*** MATERIAL FOR THE TASK ***

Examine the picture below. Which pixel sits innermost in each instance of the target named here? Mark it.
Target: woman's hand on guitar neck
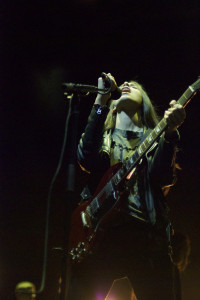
(174, 116)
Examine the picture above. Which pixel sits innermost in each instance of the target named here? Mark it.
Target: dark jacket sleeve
(162, 161)
(90, 142)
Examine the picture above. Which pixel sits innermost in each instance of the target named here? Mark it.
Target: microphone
(116, 94)
(82, 88)
(85, 88)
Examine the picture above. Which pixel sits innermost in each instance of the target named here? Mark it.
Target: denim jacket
(93, 156)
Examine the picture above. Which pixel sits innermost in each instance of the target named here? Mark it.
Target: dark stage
(45, 44)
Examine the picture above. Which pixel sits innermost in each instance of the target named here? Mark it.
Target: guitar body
(83, 229)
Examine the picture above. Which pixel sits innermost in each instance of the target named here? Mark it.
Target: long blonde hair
(149, 115)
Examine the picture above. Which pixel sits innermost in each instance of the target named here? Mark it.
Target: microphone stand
(71, 146)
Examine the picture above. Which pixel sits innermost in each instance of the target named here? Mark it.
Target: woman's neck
(126, 122)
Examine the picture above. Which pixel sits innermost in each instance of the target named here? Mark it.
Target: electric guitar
(87, 217)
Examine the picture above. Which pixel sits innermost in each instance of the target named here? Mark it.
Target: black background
(45, 44)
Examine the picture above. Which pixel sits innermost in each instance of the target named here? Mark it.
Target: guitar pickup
(86, 220)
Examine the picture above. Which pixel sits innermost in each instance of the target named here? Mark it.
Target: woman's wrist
(102, 99)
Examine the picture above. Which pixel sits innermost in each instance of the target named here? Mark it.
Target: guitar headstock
(196, 85)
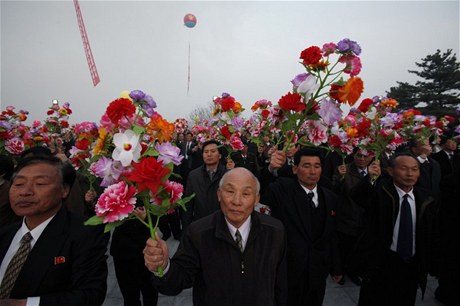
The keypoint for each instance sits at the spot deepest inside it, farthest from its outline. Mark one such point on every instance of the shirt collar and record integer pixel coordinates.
(314, 190)
(244, 229)
(401, 193)
(421, 159)
(36, 232)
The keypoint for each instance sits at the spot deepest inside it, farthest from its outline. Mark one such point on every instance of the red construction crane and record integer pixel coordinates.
(84, 37)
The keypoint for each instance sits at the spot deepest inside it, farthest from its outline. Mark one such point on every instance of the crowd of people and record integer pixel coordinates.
(266, 226)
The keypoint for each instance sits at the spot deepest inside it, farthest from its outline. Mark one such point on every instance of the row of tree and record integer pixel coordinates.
(437, 93)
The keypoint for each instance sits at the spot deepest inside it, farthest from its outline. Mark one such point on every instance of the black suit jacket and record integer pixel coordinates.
(447, 167)
(310, 260)
(80, 280)
(430, 177)
(381, 204)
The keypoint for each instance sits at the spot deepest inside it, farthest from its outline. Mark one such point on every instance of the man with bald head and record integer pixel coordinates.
(235, 256)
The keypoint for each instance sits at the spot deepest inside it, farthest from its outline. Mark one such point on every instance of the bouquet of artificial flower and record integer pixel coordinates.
(322, 82)
(135, 159)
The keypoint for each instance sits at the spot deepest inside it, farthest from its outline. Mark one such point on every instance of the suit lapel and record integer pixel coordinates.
(42, 255)
(6, 238)
(300, 214)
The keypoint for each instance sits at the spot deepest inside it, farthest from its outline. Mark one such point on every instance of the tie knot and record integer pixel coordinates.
(26, 238)
(211, 174)
(239, 240)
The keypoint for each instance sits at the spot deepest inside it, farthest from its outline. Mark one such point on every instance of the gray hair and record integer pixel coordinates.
(221, 182)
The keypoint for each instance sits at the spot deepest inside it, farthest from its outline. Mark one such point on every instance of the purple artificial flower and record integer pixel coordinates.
(5, 124)
(137, 95)
(389, 119)
(149, 105)
(237, 122)
(169, 153)
(108, 170)
(329, 48)
(347, 45)
(299, 79)
(329, 111)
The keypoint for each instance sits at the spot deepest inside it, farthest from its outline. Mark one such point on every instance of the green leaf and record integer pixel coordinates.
(112, 225)
(94, 220)
(138, 130)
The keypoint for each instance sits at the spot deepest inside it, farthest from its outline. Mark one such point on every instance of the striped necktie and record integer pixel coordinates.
(15, 266)
(239, 240)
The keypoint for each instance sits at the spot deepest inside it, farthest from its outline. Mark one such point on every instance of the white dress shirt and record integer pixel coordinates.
(411, 200)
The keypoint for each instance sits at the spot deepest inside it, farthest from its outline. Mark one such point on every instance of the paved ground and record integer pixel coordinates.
(336, 295)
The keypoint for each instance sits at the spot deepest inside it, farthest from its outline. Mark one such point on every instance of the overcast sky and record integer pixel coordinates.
(249, 49)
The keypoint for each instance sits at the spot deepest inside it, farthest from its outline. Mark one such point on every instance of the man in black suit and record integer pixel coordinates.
(449, 161)
(234, 256)
(448, 158)
(246, 159)
(307, 211)
(430, 171)
(395, 251)
(66, 264)
(349, 214)
(204, 182)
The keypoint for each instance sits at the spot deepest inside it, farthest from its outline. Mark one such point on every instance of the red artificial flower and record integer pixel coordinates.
(364, 127)
(351, 91)
(227, 103)
(226, 132)
(439, 124)
(291, 101)
(365, 104)
(334, 92)
(82, 144)
(311, 55)
(265, 114)
(148, 174)
(334, 141)
(120, 108)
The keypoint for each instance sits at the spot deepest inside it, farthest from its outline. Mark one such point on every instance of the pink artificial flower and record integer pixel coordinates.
(127, 147)
(329, 48)
(168, 153)
(352, 64)
(14, 146)
(330, 111)
(317, 133)
(107, 169)
(117, 202)
(236, 143)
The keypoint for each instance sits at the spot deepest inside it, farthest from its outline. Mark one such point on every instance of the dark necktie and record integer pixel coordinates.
(15, 266)
(310, 199)
(239, 240)
(211, 174)
(405, 235)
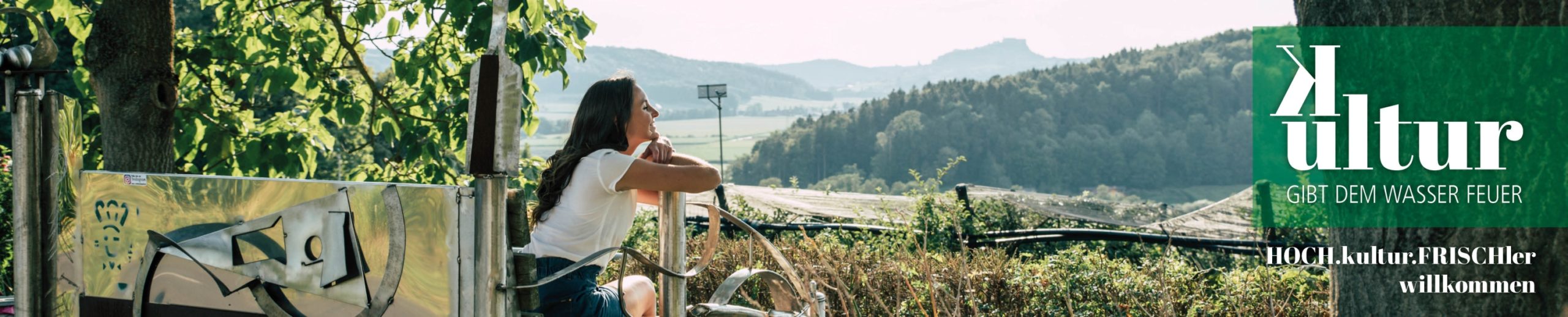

***

INSTRUCTIONS FOR THE TASK: Output the material above word for word. Leave out its images.

RESULT:
Examine the picture below. Which pixel sits innermost in each instance of the target named here? Mark it.
Target: woman's hand on guitar neck
(174, 116)
Examine the picture above. Which pixel sits innermost in each instance of the target named here? Mark it.
Target: dark jacket sleeve
(162, 161)
(90, 142)
Examine the picture above. Which pixel sits innermost in each instance of the target named here? Mark it.
Target: microphone
(116, 94)
(82, 88)
(85, 88)
Examine the picture above. Which pixel sits innermost in each instance of the target named here? Mark it.
Target: denim jacket
(93, 156)
Examine the picture above. Which pixel sits innermost in each instance of the target named here? Mark it.
Target: dark stage
(45, 44)
Examine the picture above. Which pixel sits innermost in each instance of the target named here? Mark it.
Target: guitar body
(83, 229)
Examine the picture above. Which pixel sits innermost in each instance of the target named here? Mark it.
Target: long blonde hair
(149, 115)
Examine the picture above. Which pixel sits innermost in each instance of the target named here? Mark it.
Target: microphone stand
(71, 146)
Examine the picture above. Which pixel sits innermost in each instance of the target named here? Mark it.
Target: woman's neck
(126, 122)
Examine the picture above. Which pixel sits innermost in each instance of the target named here? Mark it.
Target: electric guitar
(87, 217)
Examine the picture above. Which pixel sits innermost in each instance of the target named here? Mark it.
Target: black background
(45, 44)
Examine the picture above. Which pixel sits innermost in each instance of the target named here? Mark it.
Target: guitar pickup
(86, 220)
Examine the picture above. Which pixel sits innermost in each instance of the target named here? Mark it.
Target: woman's wrist
(102, 99)
Examine the picture above. Which pixel sits innermost in each instance of the target named here? Mark it.
Target: guitar headstock
(196, 85)
The keypoint for each instance sits at the spot deepest inside it, farthest from its outline. Mark one such point on every instance of the shirt collar and record integer pixel coordinates.
(314, 190)
(244, 229)
(401, 193)
(421, 159)
(36, 232)
The keypoint for each instance sits at the spot deepest inside it, farthest from its outline. Mark one such point on every instance of the red construction crane and record integer pixel coordinates.
(84, 37)
The keypoint for each instance sits at the spot deepest inside it, farthest from its outline. Mark one such point on every instance of the crowd of people and record integer pixel coordinates.
(266, 226)
The keypoint for each instance sits at the spot deepest inside it, farthest from its outline. Mark one such point on every instance of the row of tree and record integer pixel coordinates.
(437, 93)
The keypoint for each instance sits at the spot deepest inside it, farthest from its outline. Mark one such point on every instance of the black suit jacket and record integer pixel coordinates.
(447, 167)
(310, 260)
(80, 280)
(430, 177)
(381, 204)
The keypoint for each instance sits at the spot deepest inside it, farthest from its outline. Mark one such point on every instance of the man with bald head and record integer pixel coordinates.
(235, 256)
The keypoint for each instance sits at the spot deepest inside it, farthest from its outline. Mark one such point on every instance of the bouquet of artificial flower and record integer pixel coordinates.
(322, 82)
(135, 159)
The keypoint for each instance sits at the spot deepest inside it, farthest from its outline. Mark one such point on every instance of the suit lapel and record integer pixel coordinates.
(42, 255)
(6, 238)
(300, 214)
The keypoint for each instance sits at the spot deepest inside it, farthest from its outline. Mark one such point on every instance of the tie knot and record integer pixel coordinates.
(26, 238)
(211, 174)
(239, 240)
The keypoint for each instance sits at the spot deepest inside it, farthest from its outline. Mark one such point on every instance of the gray hair and record integer pixel coordinates.
(221, 182)
The keypoint for each instance sits at the spot deepest inside it, farthest from its outline. Mark one such point on every instance of the purple artificial flower and record integer pixel coordinates.
(5, 124)
(137, 95)
(389, 119)
(149, 105)
(237, 122)
(169, 153)
(108, 170)
(329, 48)
(347, 45)
(299, 79)
(329, 111)
The keypoint for each instance sits at the spot deepest inside it, farthest from its outline. Mark one such point on every instance of the green leaf and record integer pixel coordinates.
(112, 225)
(94, 220)
(138, 130)
The keypoint for each instance sits at the spot deepest inside it, farthest from its outline. Mark one such point on every instance of the striped necktie and record integer pixel coordinates.
(15, 266)
(239, 240)
The keypoint for each instance sits at the spot deepest inside it, farthest from its outline. Mark one such point on every instance of the white dress shirt and record integer pixel coordinates.
(411, 200)
The keypoint for each instance sits at the spot deepest inside it, farthest from its outline. Mark one such point on every instance of the paved ground and record integer pixel coordinates.
(336, 295)
The keypoint for each instance sits at the spot deepest inside it, farthest from its outline. Mark one such point on every instance of the overcast sky and record integer pixel coordinates.
(249, 49)
The keypoint for each instance sits at the spot deepest inside it, farthest from its outline. Mark one such point on every instance of the man in black suit and record integer pixel coordinates.
(449, 161)
(234, 256)
(448, 158)
(246, 159)
(307, 211)
(430, 171)
(395, 251)
(66, 264)
(349, 214)
(204, 182)
The keypoint for each instance sits at the spot deepest inside it, farthest from its outline. Mark one such point on every instance of the red artificial flower and record integer pixel coordinates.
(364, 127)
(351, 91)
(227, 103)
(226, 132)
(439, 124)
(291, 101)
(365, 104)
(334, 92)
(82, 144)
(311, 55)
(265, 114)
(148, 174)
(334, 141)
(120, 108)
The keypoint for each instance sits at the spot deepest inside it, farthest from its outline. Mark one such point on every instance of the pink artificial flower and record integer pixel coordinates.
(127, 147)
(329, 48)
(168, 153)
(352, 64)
(14, 146)
(330, 111)
(317, 133)
(107, 169)
(117, 202)
(236, 143)
The keypoint for each instance sits at the spot deepest inside it, farthest from its outline. Mark one such point on every instance of the dark necktie and record integer pixel coordinates.
(15, 266)
(310, 199)
(239, 240)
(211, 174)
(405, 235)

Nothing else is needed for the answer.